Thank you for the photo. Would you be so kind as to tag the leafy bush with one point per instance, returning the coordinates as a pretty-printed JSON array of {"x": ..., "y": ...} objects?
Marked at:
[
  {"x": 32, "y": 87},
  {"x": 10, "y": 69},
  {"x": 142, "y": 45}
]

Task objective: Rewrite the records above, changing "leafy bush" to "shrub" and leaving everything else as it is.

The response:
Thank you for the photo. Would you be so kind as to tag the shrub with one point per instance, returning the coordinates as a pretty-printed JSON array of {"x": ..., "y": ...} objects?
Marked at:
[
  {"x": 32, "y": 87},
  {"x": 10, "y": 69},
  {"x": 142, "y": 45}
]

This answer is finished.